### Problem statement
Write out again only the lines running from the one that contains "arch in the photo above." to the end of the records below, including both the first and the last.

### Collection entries
________________________
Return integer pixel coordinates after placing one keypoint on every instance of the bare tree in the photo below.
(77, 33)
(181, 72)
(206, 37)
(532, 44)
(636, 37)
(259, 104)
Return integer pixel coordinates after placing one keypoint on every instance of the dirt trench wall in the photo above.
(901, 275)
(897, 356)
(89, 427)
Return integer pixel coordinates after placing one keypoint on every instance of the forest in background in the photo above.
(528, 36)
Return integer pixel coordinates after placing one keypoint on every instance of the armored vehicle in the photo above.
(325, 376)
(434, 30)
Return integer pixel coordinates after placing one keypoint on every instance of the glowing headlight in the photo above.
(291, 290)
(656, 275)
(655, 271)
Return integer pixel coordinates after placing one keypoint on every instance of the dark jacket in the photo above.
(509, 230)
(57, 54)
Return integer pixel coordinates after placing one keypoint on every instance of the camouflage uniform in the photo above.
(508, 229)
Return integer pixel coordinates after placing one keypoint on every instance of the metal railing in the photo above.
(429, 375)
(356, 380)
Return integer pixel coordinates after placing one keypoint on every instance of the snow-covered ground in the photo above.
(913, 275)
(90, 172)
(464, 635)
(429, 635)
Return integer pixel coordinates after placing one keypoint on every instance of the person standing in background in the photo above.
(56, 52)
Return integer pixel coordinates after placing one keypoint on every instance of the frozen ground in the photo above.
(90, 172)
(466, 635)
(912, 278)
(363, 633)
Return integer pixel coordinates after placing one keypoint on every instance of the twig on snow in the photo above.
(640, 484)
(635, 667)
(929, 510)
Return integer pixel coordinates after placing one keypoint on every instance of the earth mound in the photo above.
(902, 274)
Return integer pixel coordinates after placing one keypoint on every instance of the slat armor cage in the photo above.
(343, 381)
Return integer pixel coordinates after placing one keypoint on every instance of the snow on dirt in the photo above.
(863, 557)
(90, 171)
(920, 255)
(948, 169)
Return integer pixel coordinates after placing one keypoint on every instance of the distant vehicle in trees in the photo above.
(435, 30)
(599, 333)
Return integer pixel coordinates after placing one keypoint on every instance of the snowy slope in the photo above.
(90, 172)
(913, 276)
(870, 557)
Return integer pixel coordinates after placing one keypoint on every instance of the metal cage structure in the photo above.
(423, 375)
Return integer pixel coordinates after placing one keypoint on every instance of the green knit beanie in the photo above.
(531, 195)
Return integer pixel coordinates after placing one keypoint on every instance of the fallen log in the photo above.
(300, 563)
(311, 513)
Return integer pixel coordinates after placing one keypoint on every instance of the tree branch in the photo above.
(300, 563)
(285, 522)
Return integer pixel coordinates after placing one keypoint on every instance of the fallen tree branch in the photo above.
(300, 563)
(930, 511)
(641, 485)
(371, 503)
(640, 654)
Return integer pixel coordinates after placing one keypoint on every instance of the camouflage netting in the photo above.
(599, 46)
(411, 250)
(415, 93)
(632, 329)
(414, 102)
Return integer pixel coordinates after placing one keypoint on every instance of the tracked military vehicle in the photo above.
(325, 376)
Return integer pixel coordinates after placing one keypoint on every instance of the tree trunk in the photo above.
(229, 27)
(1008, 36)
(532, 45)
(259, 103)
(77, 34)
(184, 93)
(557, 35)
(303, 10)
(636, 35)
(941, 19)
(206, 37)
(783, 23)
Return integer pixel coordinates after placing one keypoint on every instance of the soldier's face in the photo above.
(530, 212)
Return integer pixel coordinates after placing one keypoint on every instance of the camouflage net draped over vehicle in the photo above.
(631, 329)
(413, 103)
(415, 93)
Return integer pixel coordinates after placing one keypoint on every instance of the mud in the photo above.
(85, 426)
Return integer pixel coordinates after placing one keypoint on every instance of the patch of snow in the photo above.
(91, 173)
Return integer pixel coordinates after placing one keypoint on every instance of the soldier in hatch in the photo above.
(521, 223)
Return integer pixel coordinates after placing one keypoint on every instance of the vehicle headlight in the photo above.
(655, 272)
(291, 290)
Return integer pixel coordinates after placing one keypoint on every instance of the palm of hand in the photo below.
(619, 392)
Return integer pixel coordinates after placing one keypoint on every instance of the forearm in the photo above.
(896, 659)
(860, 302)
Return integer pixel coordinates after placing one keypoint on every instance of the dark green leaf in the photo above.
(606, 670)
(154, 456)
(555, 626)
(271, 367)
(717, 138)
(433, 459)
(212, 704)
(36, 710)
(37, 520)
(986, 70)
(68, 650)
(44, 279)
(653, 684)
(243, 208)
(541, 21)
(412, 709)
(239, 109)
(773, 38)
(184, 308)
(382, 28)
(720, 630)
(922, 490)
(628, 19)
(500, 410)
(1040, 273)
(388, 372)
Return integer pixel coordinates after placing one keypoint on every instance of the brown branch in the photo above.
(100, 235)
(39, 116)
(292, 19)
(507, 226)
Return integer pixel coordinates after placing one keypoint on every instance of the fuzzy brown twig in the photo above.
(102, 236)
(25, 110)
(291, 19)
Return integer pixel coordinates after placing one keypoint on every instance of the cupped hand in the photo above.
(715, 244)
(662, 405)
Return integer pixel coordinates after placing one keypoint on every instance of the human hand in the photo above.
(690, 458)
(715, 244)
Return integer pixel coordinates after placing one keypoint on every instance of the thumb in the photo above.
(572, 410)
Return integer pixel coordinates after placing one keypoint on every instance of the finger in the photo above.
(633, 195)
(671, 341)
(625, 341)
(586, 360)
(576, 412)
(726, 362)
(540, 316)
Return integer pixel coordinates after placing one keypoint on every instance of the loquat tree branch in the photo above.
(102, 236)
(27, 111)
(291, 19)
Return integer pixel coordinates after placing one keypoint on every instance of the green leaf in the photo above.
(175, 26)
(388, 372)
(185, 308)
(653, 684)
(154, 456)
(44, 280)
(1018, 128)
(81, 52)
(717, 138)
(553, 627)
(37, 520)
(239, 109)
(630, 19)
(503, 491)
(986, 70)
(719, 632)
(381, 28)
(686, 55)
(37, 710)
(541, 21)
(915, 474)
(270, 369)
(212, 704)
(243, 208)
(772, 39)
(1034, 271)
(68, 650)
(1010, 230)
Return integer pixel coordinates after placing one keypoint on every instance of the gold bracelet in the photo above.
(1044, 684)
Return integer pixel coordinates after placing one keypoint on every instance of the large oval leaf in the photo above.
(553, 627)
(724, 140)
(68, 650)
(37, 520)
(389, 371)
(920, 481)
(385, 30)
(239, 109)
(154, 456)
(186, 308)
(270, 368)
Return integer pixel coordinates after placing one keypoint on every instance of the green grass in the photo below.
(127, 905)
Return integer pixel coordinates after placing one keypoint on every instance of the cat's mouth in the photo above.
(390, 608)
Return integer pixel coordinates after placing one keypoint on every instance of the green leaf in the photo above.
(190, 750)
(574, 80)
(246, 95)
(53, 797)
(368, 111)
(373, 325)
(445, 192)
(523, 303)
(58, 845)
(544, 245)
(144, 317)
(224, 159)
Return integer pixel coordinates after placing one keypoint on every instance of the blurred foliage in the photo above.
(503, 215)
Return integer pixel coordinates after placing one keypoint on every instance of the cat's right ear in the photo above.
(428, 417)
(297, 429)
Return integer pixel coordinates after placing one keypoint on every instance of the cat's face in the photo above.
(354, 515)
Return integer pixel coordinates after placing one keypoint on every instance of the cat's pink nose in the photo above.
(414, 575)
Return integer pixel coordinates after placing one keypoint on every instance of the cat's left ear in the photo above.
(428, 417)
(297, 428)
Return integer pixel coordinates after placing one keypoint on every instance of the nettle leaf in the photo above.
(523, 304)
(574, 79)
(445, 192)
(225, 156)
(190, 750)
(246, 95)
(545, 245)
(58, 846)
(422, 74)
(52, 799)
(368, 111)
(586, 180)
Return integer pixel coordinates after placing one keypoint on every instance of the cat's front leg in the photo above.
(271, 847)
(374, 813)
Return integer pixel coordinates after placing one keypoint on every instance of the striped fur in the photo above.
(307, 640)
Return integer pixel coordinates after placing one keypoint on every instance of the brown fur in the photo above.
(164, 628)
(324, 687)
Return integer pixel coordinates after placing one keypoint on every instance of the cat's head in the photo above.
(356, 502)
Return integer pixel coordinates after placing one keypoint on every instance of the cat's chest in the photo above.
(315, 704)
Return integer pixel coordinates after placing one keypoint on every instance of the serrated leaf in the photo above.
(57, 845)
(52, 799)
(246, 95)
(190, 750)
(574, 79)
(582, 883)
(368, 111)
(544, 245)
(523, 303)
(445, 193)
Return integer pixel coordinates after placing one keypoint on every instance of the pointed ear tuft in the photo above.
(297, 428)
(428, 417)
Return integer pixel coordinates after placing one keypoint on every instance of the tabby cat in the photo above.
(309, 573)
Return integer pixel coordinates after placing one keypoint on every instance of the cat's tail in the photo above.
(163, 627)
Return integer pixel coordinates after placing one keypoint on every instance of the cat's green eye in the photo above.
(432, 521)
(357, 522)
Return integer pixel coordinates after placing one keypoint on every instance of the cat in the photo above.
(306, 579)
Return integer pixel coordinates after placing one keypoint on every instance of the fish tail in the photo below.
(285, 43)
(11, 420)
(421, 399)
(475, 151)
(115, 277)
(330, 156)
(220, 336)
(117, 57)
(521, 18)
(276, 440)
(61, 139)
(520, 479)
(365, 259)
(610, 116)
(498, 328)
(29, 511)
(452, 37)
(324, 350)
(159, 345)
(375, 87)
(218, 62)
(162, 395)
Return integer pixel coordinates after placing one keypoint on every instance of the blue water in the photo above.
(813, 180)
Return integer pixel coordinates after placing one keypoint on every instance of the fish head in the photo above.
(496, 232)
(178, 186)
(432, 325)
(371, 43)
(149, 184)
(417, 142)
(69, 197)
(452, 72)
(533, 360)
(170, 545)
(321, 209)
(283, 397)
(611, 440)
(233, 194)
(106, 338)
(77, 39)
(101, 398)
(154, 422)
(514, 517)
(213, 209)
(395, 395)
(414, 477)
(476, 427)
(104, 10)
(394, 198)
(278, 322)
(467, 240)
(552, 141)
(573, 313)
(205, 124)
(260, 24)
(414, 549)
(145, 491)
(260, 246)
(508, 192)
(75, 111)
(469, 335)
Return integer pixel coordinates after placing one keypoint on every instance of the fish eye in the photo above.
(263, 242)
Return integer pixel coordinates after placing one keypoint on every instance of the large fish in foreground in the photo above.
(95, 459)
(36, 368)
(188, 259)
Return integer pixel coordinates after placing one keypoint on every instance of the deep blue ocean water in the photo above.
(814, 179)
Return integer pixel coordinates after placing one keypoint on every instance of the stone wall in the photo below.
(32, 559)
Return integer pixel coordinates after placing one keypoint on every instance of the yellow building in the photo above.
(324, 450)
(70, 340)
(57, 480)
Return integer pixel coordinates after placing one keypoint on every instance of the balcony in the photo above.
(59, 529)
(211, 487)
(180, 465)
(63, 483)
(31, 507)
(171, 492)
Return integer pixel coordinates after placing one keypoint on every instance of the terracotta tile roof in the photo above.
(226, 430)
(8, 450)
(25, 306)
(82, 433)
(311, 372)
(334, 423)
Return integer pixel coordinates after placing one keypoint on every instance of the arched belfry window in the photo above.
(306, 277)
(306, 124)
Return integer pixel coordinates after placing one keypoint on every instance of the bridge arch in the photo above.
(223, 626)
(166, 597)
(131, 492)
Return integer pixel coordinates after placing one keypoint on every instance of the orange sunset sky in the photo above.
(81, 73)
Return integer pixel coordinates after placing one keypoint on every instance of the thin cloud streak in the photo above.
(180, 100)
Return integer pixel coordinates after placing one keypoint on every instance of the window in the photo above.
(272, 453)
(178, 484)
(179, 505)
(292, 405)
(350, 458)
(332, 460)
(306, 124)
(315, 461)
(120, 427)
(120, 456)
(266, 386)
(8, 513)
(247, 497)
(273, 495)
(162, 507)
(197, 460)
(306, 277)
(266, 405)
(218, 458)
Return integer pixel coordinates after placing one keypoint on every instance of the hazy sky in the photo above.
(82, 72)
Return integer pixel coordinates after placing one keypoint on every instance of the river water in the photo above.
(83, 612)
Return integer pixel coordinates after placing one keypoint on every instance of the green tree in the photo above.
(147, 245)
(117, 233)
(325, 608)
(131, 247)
________________________
### Answer for the task
Return integer pixel coordinates after placing one keypoint on every instance of the bridge arch in the photo above.
(223, 626)
(166, 597)
(131, 492)
Return integer pixel coordinates after placing one keypoint on every instance of the orange sunset sky in the photo above.
(81, 73)
Return integer pixel coordinates after placing one keypoint on every instance of the thin cloud streak in the photo above.
(180, 100)
Return integer pixel coordinates after placing one keypoint on every instance of the window in the photo above.
(272, 453)
(178, 484)
(179, 505)
(292, 405)
(350, 458)
(332, 460)
(306, 124)
(315, 461)
(120, 427)
(120, 456)
(266, 386)
(8, 513)
(247, 497)
(273, 495)
(162, 507)
(197, 460)
(306, 277)
(266, 405)
(218, 458)
Return integer pixel coordinates after placing one keypoint on every instance of the hazy sky in the photo above.
(82, 72)
Return integer pixel coordinates after placing one keypoint on every instance of the river water in the photo above.
(83, 612)
Return integer pixel coordinates after placing one keypoint on every instance of the green tree in the photo above.
(147, 245)
(117, 233)
(325, 608)
(131, 247)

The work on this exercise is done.